Material for the task:
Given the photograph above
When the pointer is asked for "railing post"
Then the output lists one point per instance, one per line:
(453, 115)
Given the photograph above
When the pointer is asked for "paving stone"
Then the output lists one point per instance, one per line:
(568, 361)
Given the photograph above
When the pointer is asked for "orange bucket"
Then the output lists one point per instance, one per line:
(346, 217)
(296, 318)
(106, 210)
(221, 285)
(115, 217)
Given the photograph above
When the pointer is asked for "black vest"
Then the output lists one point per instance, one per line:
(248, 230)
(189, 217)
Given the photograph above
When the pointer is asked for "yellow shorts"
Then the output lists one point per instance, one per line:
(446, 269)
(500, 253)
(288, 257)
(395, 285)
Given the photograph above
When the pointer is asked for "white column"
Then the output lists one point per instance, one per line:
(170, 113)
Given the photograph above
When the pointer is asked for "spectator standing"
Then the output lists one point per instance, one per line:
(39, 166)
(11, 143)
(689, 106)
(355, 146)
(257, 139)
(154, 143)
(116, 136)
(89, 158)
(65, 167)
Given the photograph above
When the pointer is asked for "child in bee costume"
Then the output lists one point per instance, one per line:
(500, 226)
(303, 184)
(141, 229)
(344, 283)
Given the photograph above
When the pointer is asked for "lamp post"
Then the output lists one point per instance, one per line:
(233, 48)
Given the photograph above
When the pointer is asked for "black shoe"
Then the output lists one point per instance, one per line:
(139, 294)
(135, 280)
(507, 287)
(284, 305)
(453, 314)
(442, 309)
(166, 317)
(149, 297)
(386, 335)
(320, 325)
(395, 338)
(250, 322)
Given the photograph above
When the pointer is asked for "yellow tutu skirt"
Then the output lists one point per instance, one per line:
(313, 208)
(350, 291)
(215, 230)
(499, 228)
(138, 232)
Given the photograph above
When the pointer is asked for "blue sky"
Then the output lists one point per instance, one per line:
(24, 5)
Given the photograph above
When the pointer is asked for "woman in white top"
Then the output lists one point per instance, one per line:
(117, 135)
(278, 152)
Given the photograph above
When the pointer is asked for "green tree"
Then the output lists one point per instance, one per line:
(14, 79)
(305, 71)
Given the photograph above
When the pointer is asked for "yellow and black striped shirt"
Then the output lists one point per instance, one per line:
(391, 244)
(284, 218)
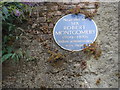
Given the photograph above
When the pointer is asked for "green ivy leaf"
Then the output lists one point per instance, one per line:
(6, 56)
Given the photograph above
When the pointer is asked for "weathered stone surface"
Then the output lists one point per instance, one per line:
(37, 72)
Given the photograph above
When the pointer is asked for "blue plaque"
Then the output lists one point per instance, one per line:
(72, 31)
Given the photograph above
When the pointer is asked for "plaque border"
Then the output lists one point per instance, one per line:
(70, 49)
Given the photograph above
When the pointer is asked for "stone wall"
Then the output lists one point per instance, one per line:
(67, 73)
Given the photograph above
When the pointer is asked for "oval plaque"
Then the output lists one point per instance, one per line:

Prompt: Every record is to be reproduced exactly, with no pictures included.

Answer for the task:
Given the photograph above
When the pointer is asked for "railing post"
Then the output lists one point per instance, one per line:
(453, 115)
Given the photograph above
When the pointer is asked for "paving stone"
Then the output lists one point per instance, one per line:
(568, 361)
Given the photograph above
When the pointer is asked for "orange bucket"
Then the output lists one point per instance, one per line:
(346, 217)
(296, 318)
(106, 210)
(221, 285)
(115, 217)
Given the photograph above
When the pointer is asked for "black vest"
Then the output lists one point per instance, one per line:
(248, 230)
(189, 217)
Given the photograph above
When the pointer is asked for "yellow shorts"
Then the output lists one point per instance, one per line:
(446, 269)
(500, 253)
(288, 257)
(395, 285)
Given the photograph above
When the pointer is asked for "white column"
Then the output lists one point per instance, one per line:
(170, 113)
Given the photograph above
When the pointer is asked for "spectator standing"
Then the output lists one point per instance, one per line:
(39, 166)
(11, 143)
(689, 106)
(355, 146)
(257, 139)
(154, 143)
(116, 136)
(89, 158)
(65, 167)
Given the photograph above
When the pointer is asked for "child in bee costume"
Then the output lists one point per instance, one per line:
(500, 226)
(303, 184)
(141, 229)
(344, 283)
Given the photograph above
When the pointer is asked for "lamp post"
Then the output lists one point per instance, one per line:
(233, 48)
Given the photograph above
When the pointer is asked for "black shoe"
Then the output lists one point per instance, one per line:
(139, 294)
(135, 280)
(507, 287)
(284, 305)
(453, 314)
(442, 309)
(166, 317)
(149, 297)
(386, 335)
(320, 325)
(395, 338)
(250, 322)
Given the photograph above
When the pointer is asked for "yellow tutu skirt"
Then the output lists one point per instance, one per line:
(313, 208)
(350, 291)
(215, 230)
(499, 228)
(138, 232)
Given the photograph above
When the pointer is asked for "blue sky"
Then the output lists one point per instance, one per line:
(24, 5)
Given the photograph above
When the pointer is asked for "woman in white top"
Then the output lists one point per instance, one per line:
(117, 135)
(278, 152)
Given the photograph above
When the pointer is asked for "green tree"
Then the output lists one point per instance, one per line:
(14, 79)
(305, 71)
Given the photograph above
When the pointer is asked for "yellow and black striped shirt"
Then the output lists one point per instance, one per line:
(391, 244)
(284, 218)
Given the photograph above
When the pointer is asked for "green ivy leaf"
Then the output lists one point per instance, one per line:
(6, 56)
Given the photograph above
When the pointer is asked for "weathered stone surface"
Then the output lists one point per instance, one per line:
(37, 72)
Given the photograph above
When the pointer is asked for "blue plaque"
Then the output lists one point per instance, one per line:
(72, 31)
Given the photograph above
When the pointer is asked for "plaque border"
Then the output lists one point per instance, one per line:
(70, 49)
Given the photograph above
When the pointer is asked for "stone wall"
Then the output lists one point per instance, one per line:
(67, 73)
Given the photograph above
When the pointer is asked for "oval plaque"
Then the output lists one point per instance, one per line:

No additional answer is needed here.